From the data that follows, copy every line with the string "column".
==================================================
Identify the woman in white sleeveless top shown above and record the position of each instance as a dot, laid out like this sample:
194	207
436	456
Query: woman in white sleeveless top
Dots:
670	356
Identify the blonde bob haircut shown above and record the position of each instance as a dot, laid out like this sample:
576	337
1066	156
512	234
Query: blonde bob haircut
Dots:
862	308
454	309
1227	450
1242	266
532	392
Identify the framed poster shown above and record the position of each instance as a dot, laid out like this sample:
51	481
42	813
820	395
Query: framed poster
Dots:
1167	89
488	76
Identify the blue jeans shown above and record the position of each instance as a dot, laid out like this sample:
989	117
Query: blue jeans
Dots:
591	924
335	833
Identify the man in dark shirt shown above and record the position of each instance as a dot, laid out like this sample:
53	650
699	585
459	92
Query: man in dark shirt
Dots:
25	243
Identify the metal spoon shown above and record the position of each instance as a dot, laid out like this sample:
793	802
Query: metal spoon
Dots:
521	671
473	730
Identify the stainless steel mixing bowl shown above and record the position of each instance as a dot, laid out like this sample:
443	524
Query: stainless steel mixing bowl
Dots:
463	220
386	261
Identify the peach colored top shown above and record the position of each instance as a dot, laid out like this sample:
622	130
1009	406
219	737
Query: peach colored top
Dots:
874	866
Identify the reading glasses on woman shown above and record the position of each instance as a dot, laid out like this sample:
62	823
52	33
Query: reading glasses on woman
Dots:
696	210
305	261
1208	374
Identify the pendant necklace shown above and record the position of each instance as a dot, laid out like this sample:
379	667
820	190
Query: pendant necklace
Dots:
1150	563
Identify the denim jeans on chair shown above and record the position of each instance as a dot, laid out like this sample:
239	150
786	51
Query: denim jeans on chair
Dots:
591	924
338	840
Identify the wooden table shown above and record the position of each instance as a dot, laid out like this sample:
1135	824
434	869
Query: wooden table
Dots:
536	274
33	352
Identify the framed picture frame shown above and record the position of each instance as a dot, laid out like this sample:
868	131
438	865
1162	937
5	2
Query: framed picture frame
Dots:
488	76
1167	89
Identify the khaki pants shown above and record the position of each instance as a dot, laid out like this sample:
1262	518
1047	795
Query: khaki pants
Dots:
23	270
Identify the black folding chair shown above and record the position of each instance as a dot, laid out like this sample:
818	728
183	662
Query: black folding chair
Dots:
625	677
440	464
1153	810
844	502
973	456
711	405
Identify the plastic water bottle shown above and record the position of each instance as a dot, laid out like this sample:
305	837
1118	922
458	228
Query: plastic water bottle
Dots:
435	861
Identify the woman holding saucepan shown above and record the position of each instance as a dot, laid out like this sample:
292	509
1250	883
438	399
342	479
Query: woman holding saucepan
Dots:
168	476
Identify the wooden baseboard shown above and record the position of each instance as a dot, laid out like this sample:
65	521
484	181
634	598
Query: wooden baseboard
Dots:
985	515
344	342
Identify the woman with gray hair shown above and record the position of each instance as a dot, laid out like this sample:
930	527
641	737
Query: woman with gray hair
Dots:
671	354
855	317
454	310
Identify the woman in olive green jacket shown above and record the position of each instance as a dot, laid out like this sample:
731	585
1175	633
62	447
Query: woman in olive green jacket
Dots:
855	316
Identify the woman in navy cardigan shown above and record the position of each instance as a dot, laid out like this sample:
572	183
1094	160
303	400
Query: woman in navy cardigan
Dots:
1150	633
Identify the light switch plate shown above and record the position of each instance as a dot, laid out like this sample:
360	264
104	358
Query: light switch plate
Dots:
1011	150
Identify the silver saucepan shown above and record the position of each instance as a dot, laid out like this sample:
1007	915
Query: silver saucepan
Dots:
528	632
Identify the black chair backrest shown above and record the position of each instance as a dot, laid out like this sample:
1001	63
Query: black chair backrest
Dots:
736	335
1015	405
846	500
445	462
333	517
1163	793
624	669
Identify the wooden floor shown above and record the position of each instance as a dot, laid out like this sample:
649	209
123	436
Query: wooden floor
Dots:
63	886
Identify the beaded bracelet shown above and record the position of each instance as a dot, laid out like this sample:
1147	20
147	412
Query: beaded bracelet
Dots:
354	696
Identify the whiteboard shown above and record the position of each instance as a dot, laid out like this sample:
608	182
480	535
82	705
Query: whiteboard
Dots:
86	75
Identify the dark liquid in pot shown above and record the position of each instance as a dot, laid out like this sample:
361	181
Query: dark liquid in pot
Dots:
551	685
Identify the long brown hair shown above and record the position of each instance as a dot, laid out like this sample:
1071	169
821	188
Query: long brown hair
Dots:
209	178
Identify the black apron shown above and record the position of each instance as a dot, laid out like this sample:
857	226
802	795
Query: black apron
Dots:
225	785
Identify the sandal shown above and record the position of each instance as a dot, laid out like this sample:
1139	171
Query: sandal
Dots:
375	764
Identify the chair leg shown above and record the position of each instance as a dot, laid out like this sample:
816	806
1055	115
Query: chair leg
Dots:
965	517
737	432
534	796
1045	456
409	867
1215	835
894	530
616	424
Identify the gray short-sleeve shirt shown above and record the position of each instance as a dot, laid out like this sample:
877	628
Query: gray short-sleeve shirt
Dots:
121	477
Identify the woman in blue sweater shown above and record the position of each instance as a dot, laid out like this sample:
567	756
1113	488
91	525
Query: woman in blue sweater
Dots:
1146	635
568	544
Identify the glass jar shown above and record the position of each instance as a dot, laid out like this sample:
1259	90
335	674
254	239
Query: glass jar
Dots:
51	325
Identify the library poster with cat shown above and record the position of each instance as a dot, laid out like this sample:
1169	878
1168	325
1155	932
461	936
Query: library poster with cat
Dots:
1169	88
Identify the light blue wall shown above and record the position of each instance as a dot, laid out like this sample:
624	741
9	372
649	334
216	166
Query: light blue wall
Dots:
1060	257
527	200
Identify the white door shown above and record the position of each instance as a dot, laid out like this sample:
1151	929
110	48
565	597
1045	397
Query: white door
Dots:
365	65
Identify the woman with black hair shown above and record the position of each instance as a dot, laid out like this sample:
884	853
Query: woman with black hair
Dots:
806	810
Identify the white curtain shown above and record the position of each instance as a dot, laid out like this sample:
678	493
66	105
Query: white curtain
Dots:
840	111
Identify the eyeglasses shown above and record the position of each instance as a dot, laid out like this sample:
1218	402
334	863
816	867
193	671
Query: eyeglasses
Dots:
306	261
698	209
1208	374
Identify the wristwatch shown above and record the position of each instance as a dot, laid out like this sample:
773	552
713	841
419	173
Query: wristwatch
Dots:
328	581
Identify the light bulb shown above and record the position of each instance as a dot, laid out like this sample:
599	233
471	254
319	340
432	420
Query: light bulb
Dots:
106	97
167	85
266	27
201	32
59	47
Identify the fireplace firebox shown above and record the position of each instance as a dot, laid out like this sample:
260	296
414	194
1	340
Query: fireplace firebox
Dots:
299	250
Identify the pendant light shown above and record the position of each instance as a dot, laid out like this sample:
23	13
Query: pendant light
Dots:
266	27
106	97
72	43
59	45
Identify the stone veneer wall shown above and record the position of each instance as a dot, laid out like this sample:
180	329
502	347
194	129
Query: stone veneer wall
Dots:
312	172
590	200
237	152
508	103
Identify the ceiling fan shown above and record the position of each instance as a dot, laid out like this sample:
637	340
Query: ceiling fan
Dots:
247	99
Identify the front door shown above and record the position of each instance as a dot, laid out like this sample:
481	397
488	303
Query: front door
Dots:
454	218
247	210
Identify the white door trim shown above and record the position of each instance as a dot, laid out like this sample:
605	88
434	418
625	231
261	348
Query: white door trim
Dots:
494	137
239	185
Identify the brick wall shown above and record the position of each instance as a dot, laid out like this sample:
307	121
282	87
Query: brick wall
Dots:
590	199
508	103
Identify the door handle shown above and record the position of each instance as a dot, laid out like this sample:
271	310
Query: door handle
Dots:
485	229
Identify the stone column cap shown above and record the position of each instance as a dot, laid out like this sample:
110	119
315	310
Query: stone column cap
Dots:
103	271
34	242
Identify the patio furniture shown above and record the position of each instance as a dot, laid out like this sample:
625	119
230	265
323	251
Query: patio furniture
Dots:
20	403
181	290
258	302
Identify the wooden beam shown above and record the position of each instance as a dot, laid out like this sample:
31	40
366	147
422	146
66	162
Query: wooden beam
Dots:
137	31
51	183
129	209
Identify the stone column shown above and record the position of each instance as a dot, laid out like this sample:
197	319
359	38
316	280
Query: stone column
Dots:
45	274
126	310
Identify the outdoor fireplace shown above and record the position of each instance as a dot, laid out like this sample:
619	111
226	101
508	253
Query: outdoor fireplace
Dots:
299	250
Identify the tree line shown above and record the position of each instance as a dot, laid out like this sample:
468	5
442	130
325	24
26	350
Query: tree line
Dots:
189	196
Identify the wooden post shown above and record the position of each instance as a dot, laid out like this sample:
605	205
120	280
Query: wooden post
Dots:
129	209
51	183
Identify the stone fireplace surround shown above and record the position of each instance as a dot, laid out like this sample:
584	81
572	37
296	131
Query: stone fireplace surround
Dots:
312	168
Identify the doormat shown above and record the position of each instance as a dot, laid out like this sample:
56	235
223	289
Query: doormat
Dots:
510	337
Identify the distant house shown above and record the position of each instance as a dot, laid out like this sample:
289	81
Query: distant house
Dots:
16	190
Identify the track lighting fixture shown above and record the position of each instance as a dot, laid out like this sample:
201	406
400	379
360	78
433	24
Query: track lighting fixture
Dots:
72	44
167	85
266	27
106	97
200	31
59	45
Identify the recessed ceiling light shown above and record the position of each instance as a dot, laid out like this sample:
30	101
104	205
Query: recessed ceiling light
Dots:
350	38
==================================================
SOLUTION FOR THIS PROBLEM |
Identify the stone column cap shown above and record the position of each instance as a dot, laid out like this sample:
Query: stone column cap
Identify the stone column shown above and record the position of each instance as a dot, laid out like this sample:
Query: stone column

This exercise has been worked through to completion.